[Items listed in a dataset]
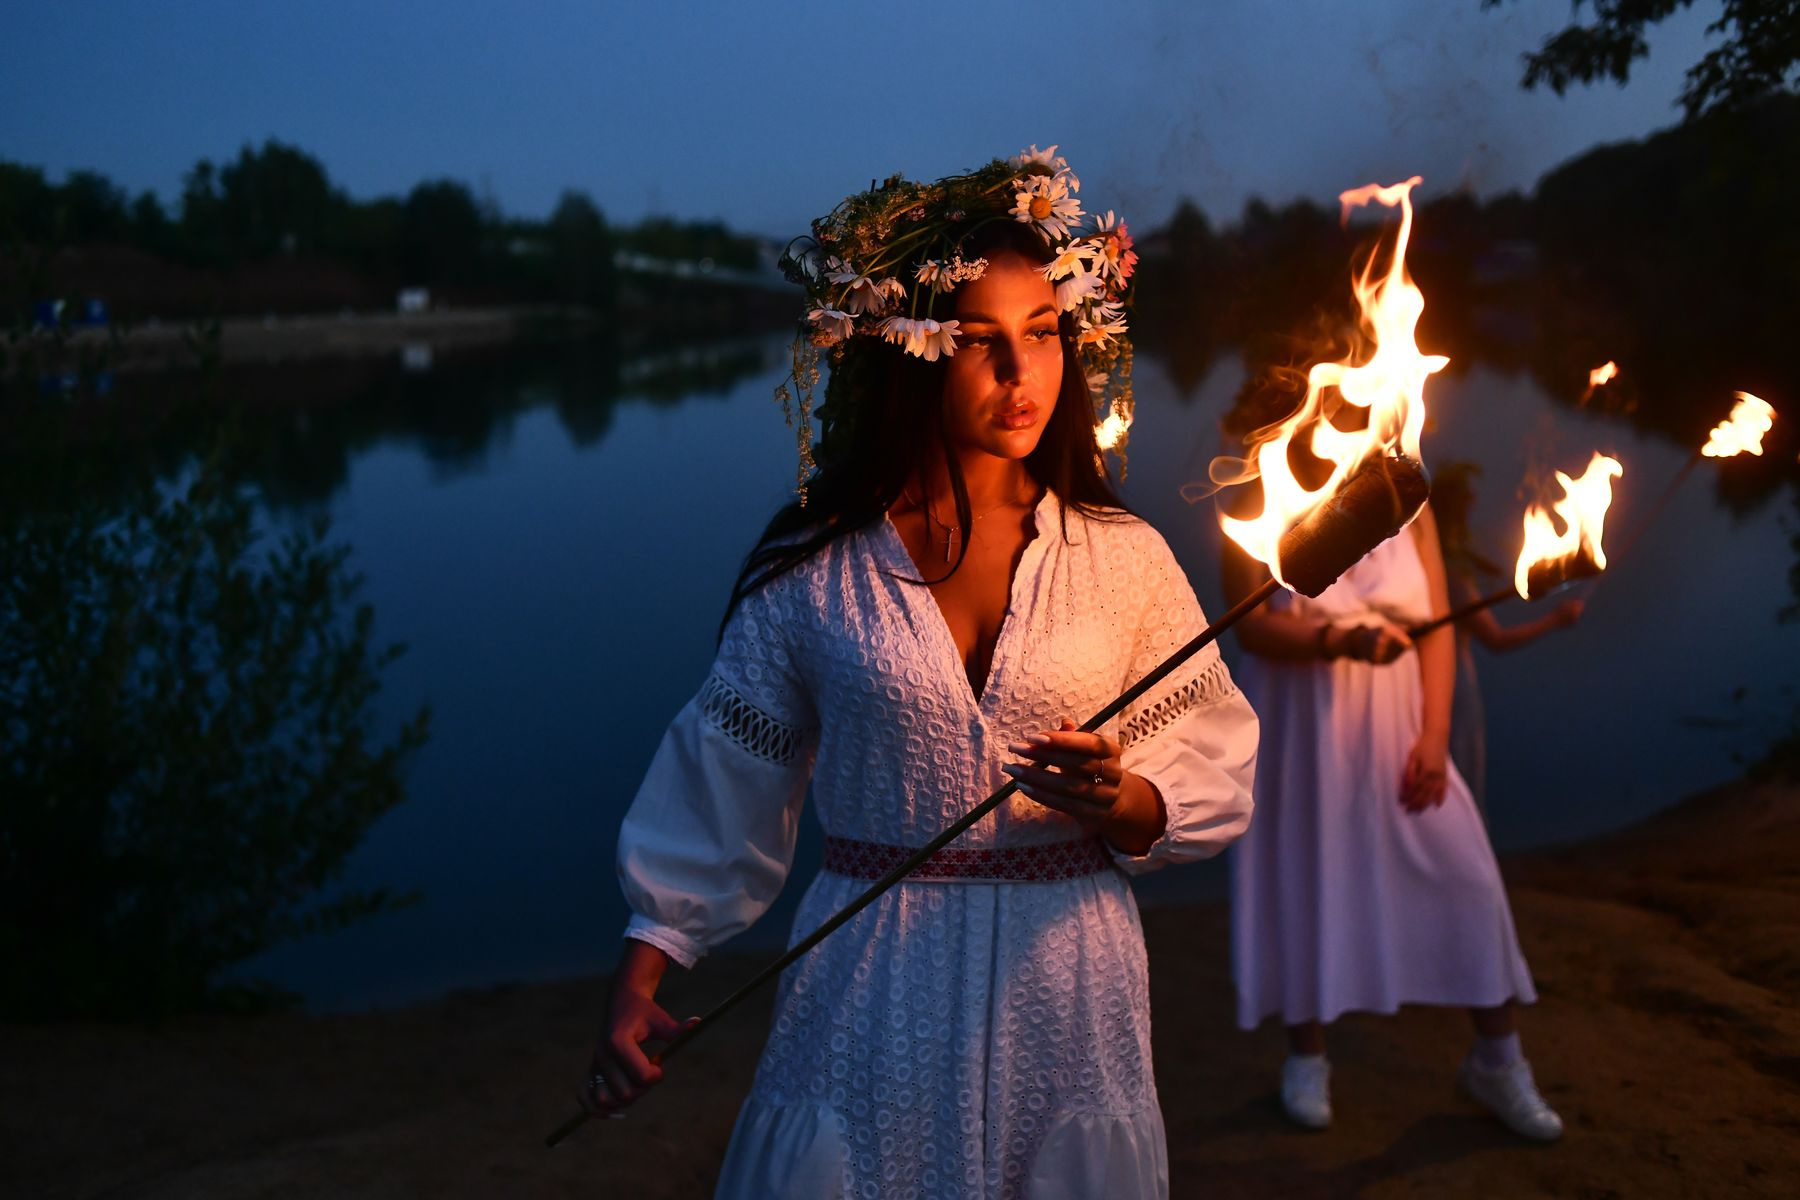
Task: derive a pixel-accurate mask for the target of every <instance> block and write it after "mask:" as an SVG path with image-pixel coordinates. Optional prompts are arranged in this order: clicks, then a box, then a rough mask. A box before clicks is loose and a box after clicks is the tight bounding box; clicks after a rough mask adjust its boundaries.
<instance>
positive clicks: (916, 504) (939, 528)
mask: <svg viewBox="0 0 1800 1200" xmlns="http://www.w3.org/2000/svg"><path fill="white" fill-rule="evenodd" d="M900 495H904V497H905V498H907V504H914V500H913V495H911V493H907V491H904V489H902V493H900ZM1008 504H1013V500H1001V502H999V504H995V506H994V507H990V509H986V511H981V513H976V515H974V516H970V518H968V529H970V533H974V527H976V522H977V520H981V518H983V516H992V515H994V513H999V511H1001V509H1003V507H1006V506H1008ZM916 507H922V509H925V538H927V540H929V538H931V527H932V525H938V529H941V531H943V561H947V563H949V561H950V551H952V549H956V540H958V538H959V536H961V531H959V529H958V527H956V525H945V524H943V522H941V520H938V515H936V513H934V511H932V507H931V500H929V498H922V500H918V502H916Z"/></svg>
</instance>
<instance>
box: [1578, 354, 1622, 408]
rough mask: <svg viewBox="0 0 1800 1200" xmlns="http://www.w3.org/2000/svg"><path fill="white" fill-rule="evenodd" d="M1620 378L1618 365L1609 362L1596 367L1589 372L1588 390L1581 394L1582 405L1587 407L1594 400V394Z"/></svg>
mask: <svg viewBox="0 0 1800 1200" xmlns="http://www.w3.org/2000/svg"><path fill="white" fill-rule="evenodd" d="M1616 378H1618V363H1616V362H1613V360H1607V362H1606V363H1602V365H1598V367H1595V369H1593V371H1589V372H1588V390H1586V392H1582V394H1580V403H1582V405H1586V403H1588V401H1589V399H1593V394H1595V392H1597V390H1600V389H1602V387H1606V385H1607V383H1611V381H1613V380H1616Z"/></svg>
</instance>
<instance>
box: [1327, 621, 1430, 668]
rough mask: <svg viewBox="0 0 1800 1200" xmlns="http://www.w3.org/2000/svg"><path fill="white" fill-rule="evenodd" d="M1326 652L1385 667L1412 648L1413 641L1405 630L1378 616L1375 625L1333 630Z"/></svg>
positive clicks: (1375, 665)
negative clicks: (1390, 662) (1371, 662)
mask: <svg viewBox="0 0 1800 1200" xmlns="http://www.w3.org/2000/svg"><path fill="white" fill-rule="evenodd" d="M1325 646H1327V653H1334V655H1336V657H1339V658H1355V660H1359V662H1372V664H1375V666H1386V664H1390V662H1393V660H1395V658H1399V657H1400V655H1404V653H1406V651H1408V649H1411V648H1413V639H1411V637H1408V635H1406V630H1402V628H1400V626H1397V624H1395V622H1393V621H1388V619H1386V617H1375V624H1355V626H1350V628H1332V631H1330V633H1328V635H1327V640H1325Z"/></svg>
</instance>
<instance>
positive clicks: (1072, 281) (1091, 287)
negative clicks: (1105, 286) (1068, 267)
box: [1057, 272, 1105, 313]
mask: <svg viewBox="0 0 1800 1200" xmlns="http://www.w3.org/2000/svg"><path fill="white" fill-rule="evenodd" d="M1103 288H1105V281H1102V279H1100V275H1091V273H1087V272H1082V273H1080V275H1069V277H1067V279H1064V281H1062V282H1058V284H1057V311H1058V313H1067V311H1069V309H1073V308H1076V306H1080V304H1084V302H1085V300H1091V299H1093V297H1096V295H1100V291H1102V290H1103Z"/></svg>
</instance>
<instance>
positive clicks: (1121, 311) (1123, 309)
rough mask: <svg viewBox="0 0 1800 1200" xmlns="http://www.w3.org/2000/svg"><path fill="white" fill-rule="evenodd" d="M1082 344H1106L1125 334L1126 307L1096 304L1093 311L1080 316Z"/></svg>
mask: <svg viewBox="0 0 1800 1200" xmlns="http://www.w3.org/2000/svg"><path fill="white" fill-rule="evenodd" d="M1080 326H1082V333H1080V336H1078V342H1080V344H1082V345H1105V344H1107V342H1109V340H1112V338H1118V336H1123V335H1125V309H1121V308H1120V306H1118V304H1096V306H1094V308H1093V311H1089V313H1087V315H1084V317H1082V318H1080Z"/></svg>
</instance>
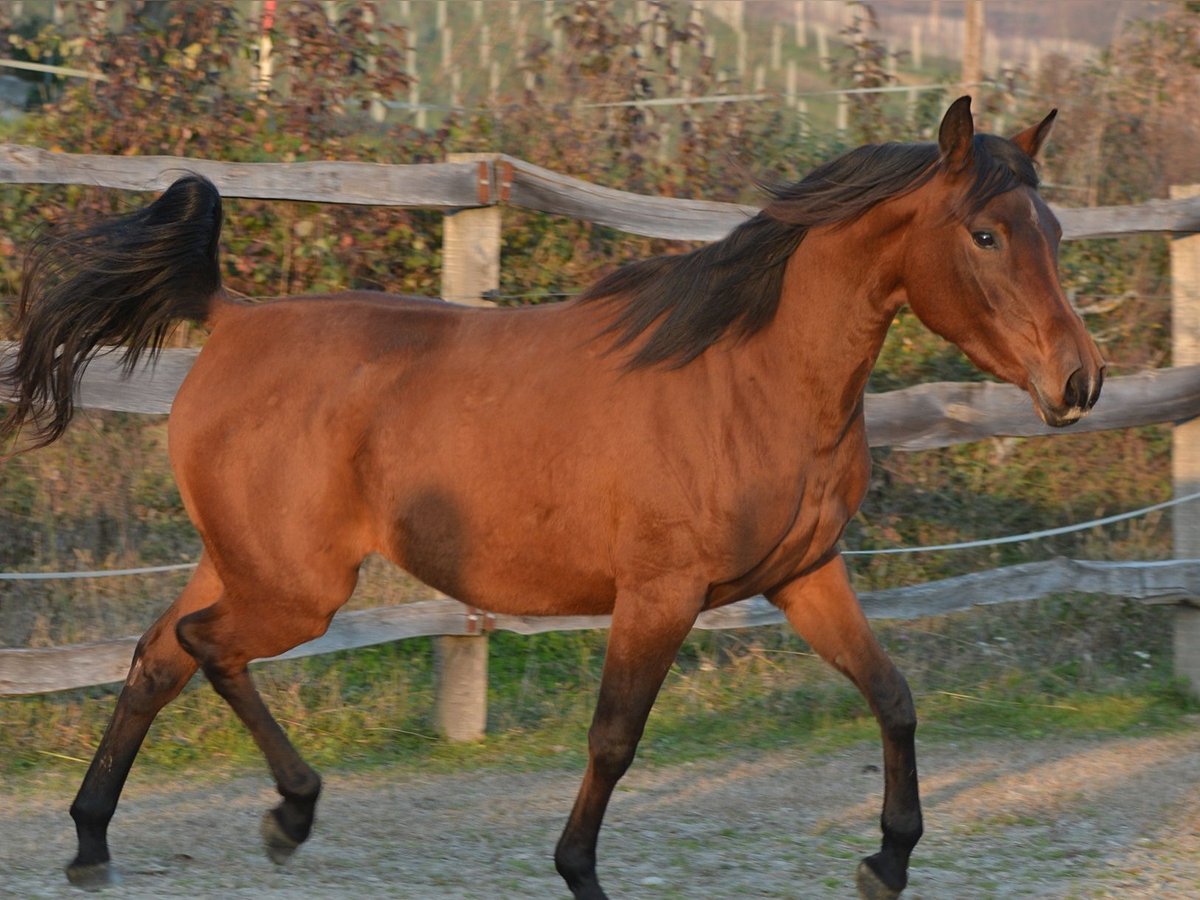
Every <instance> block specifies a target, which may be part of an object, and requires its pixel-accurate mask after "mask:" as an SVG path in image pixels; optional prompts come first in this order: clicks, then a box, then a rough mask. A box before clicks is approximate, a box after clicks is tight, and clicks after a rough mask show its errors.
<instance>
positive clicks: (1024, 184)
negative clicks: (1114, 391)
mask: <svg viewBox="0 0 1200 900" xmlns="http://www.w3.org/2000/svg"><path fill="white" fill-rule="evenodd" d="M1054 118H1055V113H1054V112H1051V113H1050V115H1048V116H1046V118H1045V119H1044V120H1043V121H1042V122H1039V124H1038V125H1036V126H1033V127H1031V128H1027V130H1026V131H1022V132H1021V133H1019V134H1016V136H1014V137H1013V138H1012V139H1009V140H1006V139H1004V138H998V137H995V136H992V134H976V133H974V126H973V124H972V121H971V100H970V97H962V98H961V100H958V101H956V102H955V103H954V104H953V106H952V107H950V108H949V110H948V112H947V114H946V118H944V119H943V120H942V126H941V130H940V133H938V146H940V151H941V162H940V166H938V172H937V174H936V175H935V176H934V178H932V179H931V180H930V181H929V182H926V184H925V185H924V186H923V187H922V188H920V190H918V191H917V192H914V194H913V198H912V199H914V200H917V202H918V203H917V211H916V212H914V216H916V220H917V222H914V223H918V224H919V226H920V227H918V228H913V229H910V232H908V234H910V235H911V236H910V241H911V242H910V245H908V247H907V248H906V262H907V265H906V270H907V272H906V276H905V284H904V287H905V294H906V295H907V300H908V305H910V306H911V307H912V310H913V312H916V313H917V316H918V317H919V318H920V319H922V322H924V323H925V325H928V326H929V328H930V329H932V330H934V331H936V332H937V334H938V335H941V336H942V337H946V338H947V340H949V341H953V342H954V343H955V344H958V346H959V347H960V348H961V349H962V352H964V353H966V354H967V356H970V358H971V360H972V361H973V362H974V364H976V365H977V366H979V367H980V368H983V370H984V371H986V372H991V373H992V374H995V376H997V377H998V378H1003V379H1004V380H1006V382H1010V383H1013V384H1015V385H1018V386H1020V388H1021V389H1022V390H1025V391H1028V394H1030V396H1032V397H1033V403H1034V407H1036V408H1037V410H1038V414H1039V415H1040V416H1042V419H1043V421H1045V422H1046V424H1048V425H1054V426H1063V425H1070V424H1072V422H1074V421H1076V420H1078V419H1080V418H1081V416H1082V415H1084V414H1085V413H1087V410H1088V409H1091V408H1092V406H1093V404H1094V403H1096V401H1097V398H1098V397H1099V394H1100V384H1102V383H1103V380H1104V361H1103V360H1102V358H1100V353H1099V350H1098V349H1097V347H1096V344H1094V343H1093V342H1092V338H1091V337H1090V336H1088V334H1087V331H1086V329H1085V328H1084V324H1082V320H1081V319H1080V317H1079V314H1078V313H1076V312H1075V311H1074V310H1073V308H1072V306H1070V304H1069V302H1068V300H1067V298H1066V295H1064V294H1063V292H1062V287H1061V286H1060V283H1058V271H1057V256H1058V241H1060V239H1061V238H1062V229H1061V228H1060V226H1058V221H1057V220H1056V218H1055V215H1054V212H1051V211H1050V208H1049V206H1048V205H1046V204H1045V202H1044V200H1043V199H1042V198H1040V197H1039V196H1038V192H1037V174H1036V172H1034V167H1033V157H1034V156H1036V155H1037V152H1038V149H1039V148H1040V146H1042V143H1043V142H1044V140H1045V138H1046V136H1048V134H1049V133H1050V127H1051V125H1052V124H1054Z"/></svg>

Work instructions ▸ Would you give the entries above again verbatim, omitting the images they contain?

Result ▸
Task: derive a pixel-accurate mask for the target of every <instance> block and write it after "mask:" as an SVG path with image-pixel coordinates. Optional prompts are arranged in this order: clicks, then a box, then a rough mask. A box before clicks is loose and a box after clicks is the tight bounding box; clicks after a rough mask adjust its boundaries.
<instance>
positive clicks: (916, 504) (939, 528)
mask: <svg viewBox="0 0 1800 1200" xmlns="http://www.w3.org/2000/svg"><path fill="white" fill-rule="evenodd" d="M900 495H904V497H905V498H907V504H914V500H913V495H911V493H907V491H904V489H902V493H900ZM1008 504H1013V500H1001V502H999V504H995V506H994V507H990V509H986V511H981V513H976V515H974V516H970V518H968V529H970V533H974V527H976V522H977V520H981V518H983V516H992V515H994V513H999V511H1001V509H1003V507H1006V506H1008ZM916 507H922V509H925V538H927V540H929V538H931V527H932V525H938V529H941V531H943V561H947V563H949V561H950V551H952V549H956V540H958V538H959V536H961V531H959V529H958V527H956V525H945V524H943V522H941V520H938V515H936V513H934V511H932V507H931V500H929V498H922V500H918V502H916Z"/></svg>
</instance>
<instance>
box: [1578, 354, 1622, 408]
rough mask: <svg viewBox="0 0 1800 1200" xmlns="http://www.w3.org/2000/svg"><path fill="white" fill-rule="evenodd" d="M1620 378L1618 365L1609 362L1596 367L1589 372L1588 390L1581 394L1582 405L1587 407L1594 400V394Z"/></svg>
mask: <svg viewBox="0 0 1800 1200" xmlns="http://www.w3.org/2000/svg"><path fill="white" fill-rule="evenodd" d="M1616 378H1618V363H1616V362H1613V360H1607V362H1606V363H1602V365H1598V367H1595V369H1593V371H1589V372H1588V390H1586V392H1582V394H1580V403H1582V405H1586V403H1588V401H1589V399H1593V394H1595V392H1597V390H1600V389H1602V387H1606V385H1607V383H1611V381H1613V380H1616Z"/></svg>
</instance>
<instance>
box: [1327, 621, 1430, 668]
rough mask: <svg viewBox="0 0 1800 1200" xmlns="http://www.w3.org/2000/svg"><path fill="white" fill-rule="evenodd" d="M1326 652L1385 667L1412 648L1413 641L1405 630L1378 616L1375 625L1333 630Z"/></svg>
positive clicks: (1375, 665)
negative clicks: (1390, 662) (1371, 662)
mask: <svg viewBox="0 0 1800 1200" xmlns="http://www.w3.org/2000/svg"><path fill="white" fill-rule="evenodd" d="M1325 646H1327V653H1334V655H1336V657H1339V658H1355V660H1359V662H1372V664H1375V666H1386V664H1390V662H1393V660H1395V658H1399V657H1400V655H1404V653H1406V651H1408V649H1411V648H1413V639H1411V637H1408V635H1406V630H1402V628H1400V626H1397V624H1395V622H1393V621H1388V619H1386V617H1375V624H1355V626H1350V628H1332V631H1330V633H1328V635H1327V640H1325Z"/></svg>
</instance>
<instance>
positive clicks: (1072, 281) (1091, 287)
negative clicks: (1105, 286) (1068, 267)
box: [1057, 272, 1105, 313]
mask: <svg viewBox="0 0 1800 1200" xmlns="http://www.w3.org/2000/svg"><path fill="white" fill-rule="evenodd" d="M1103 288H1105V281H1102V279H1100V275H1091V273H1087V272H1082V273H1080V275H1069V277H1067V279H1064V281H1062V282H1058V284H1057V311H1058V313H1067V311H1069V309H1073V308H1076V306H1080V304H1084V302H1085V300H1091V299H1093V297H1096V295H1100V291H1102V290H1103Z"/></svg>
</instance>
<instance>
positive clicks: (1121, 311) (1123, 309)
rough mask: <svg viewBox="0 0 1800 1200" xmlns="http://www.w3.org/2000/svg"><path fill="white" fill-rule="evenodd" d="M1082 344H1106L1125 334L1126 307L1096 304L1093 311L1080 316Z"/></svg>
mask: <svg viewBox="0 0 1800 1200" xmlns="http://www.w3.org/2000/svg"><path fill="white" fill-rule="evenodd" d="M1080 326H1082V333H1080V336H1078V342H1080V344H1082V345H1105V344H1107V342H1109V340H1112V338H1118V336H1123V335H1125V309H1121V308H1120V306H1118V304H1096V306H1094V308H1093V311H1089V313H1087V315H1084V317H1082V318H1080Z"/></svg>
</instance>
Every <instance> block specifies a target, which may be part of an object, and requires its pixel-accurate mask after "mask:" as an SVG path in image pixels; optional prompts come first in this order: clicks, then a box, then a rough mask. A box before clicks is approximate, a box after clicks is tight, and clicks after a rough mask show its errors.
<instance>
positive clicks: (1024, 184)
negative clicks: (1114, 391)
mask: <svg viewBox="0 0 1200 900" xmlns="http://www.w3.org/2000/svg"><path fill="white" fill-rule="evenodd" d="M1054 118H1055V113H1054V112H1051V113H1050V115H1048V116H1046V118H1045V119H1044V120H1043V121H1042V122H1039V124H1038V125H1036V126H1033V127H1031V128H1027V130H1026V131H1022V132H1021V133H1019V134H1016V136H1014V137H1013V138H1012V139H1009V140H1006V139H1004V138H998V137H995V136H992V134H976V133H974V126H973V124H972V121H971V100H970V97H962V98H961V100H958V101H956V102H955V103H954V104H953V106H952V107H950V108H949V110H948V112H947V114H946V118H944V119H943V120H942V126H941V130H940V133H938V146H940V151H941V162H940V166H938V172H937V174H936V175H935V176H934V178H932V179H931V180H930V181H929V182H926V184H925V185H924V186H923V187H922V188H920V190H918V191H917V192H914V194H913V198H912V199H914V200H917V202H918V203H917V211H916V212H914V216H916V220H917V222H914V223H918V224H919V226H920V227H918V228H913V229H910V232H908V234H910V235H911V236H910V241H911V242H910V245H908V247H907V248H906V262H907V265H906V270H907V272H906V276H905V284H904V287H905V294H906V295H907V300H908V305H910V306H911V307H912V310H913V312H916V313H917V316H918V317H919V318H920V319H922V322H924V323H925V325H928V326H929V328H930V329H932V330H934V331H936V332H937V334H938V335H941V336H942V337H946V338H947V340H949V341H953V342H954V343H955V344H958V346H959V347H960V348H961V349H962V352H964V353H966V354H967V356H970V358H971V360H972V361H973V362H974V364H976V365H977V366H979V367H980V368H983V370H984V371H986V372H991V373H992V374H995V376H997V377H998V378H1003V379H1004V380H1006V382H1010V383H1013V384H1015V385H1018V386H1020V388H1021V389H1022V390H1025V391H1028V394H1030V396H1032V397H1033V403H1034V407H1036V408H1037V410H1038V414H1039V415H1040V416H1042V419H1043V421H1045V422H1046V424H1048V425H1054V426H1063V425H1070V424H1072V422H1074V421H1076V420H1078V419H1080V418H1081V416H1082V415H1084V414H1085V413H1087V410H1088V409H1091V408H1092V406H1093V404H1094V403H1096V401H1097V398H1098V397H1099V394H1100V384H1102V383H1103V380H1104V361H1103V360H1102V358H1100V353H1099V350H1098V349H1097V347H1096V344H1094V343H1093V342H1092V338H1091V337H1090V336H1088V334H1087V331H1086V329H1085V328H1084V324H1082V320H1081V319H1080V317H1079V314H1078V313H1076V312H1075V311H1074V310H1073V308H1072V306H1070V304H1069V302H1068V300H1067V298H1066V295H1064V294H1063V292H1062V287H1061V286H1060V283H1058V271H1057V256H1058V241H1060V239H1061V238H1062V229H1061V228H1060V226H1058V221H1057V220H1056V218H1055V215H1054V212H1051V211H1050V208H1049V206H1048V205H1046V204H1045V202H1044V200H1043V199H1042V198H1040V197H1039V196H1038V192H1037V174H1036V172H1034V167H1033V157H1034V156H1036V155H1037V152H1038V149H1039V148H1040V146H1042V143H1043V142H1044V140H1045V138H1046V136H1048V134H1049V133H1050V127H1051V125H1052V124H1054Z"/></svg>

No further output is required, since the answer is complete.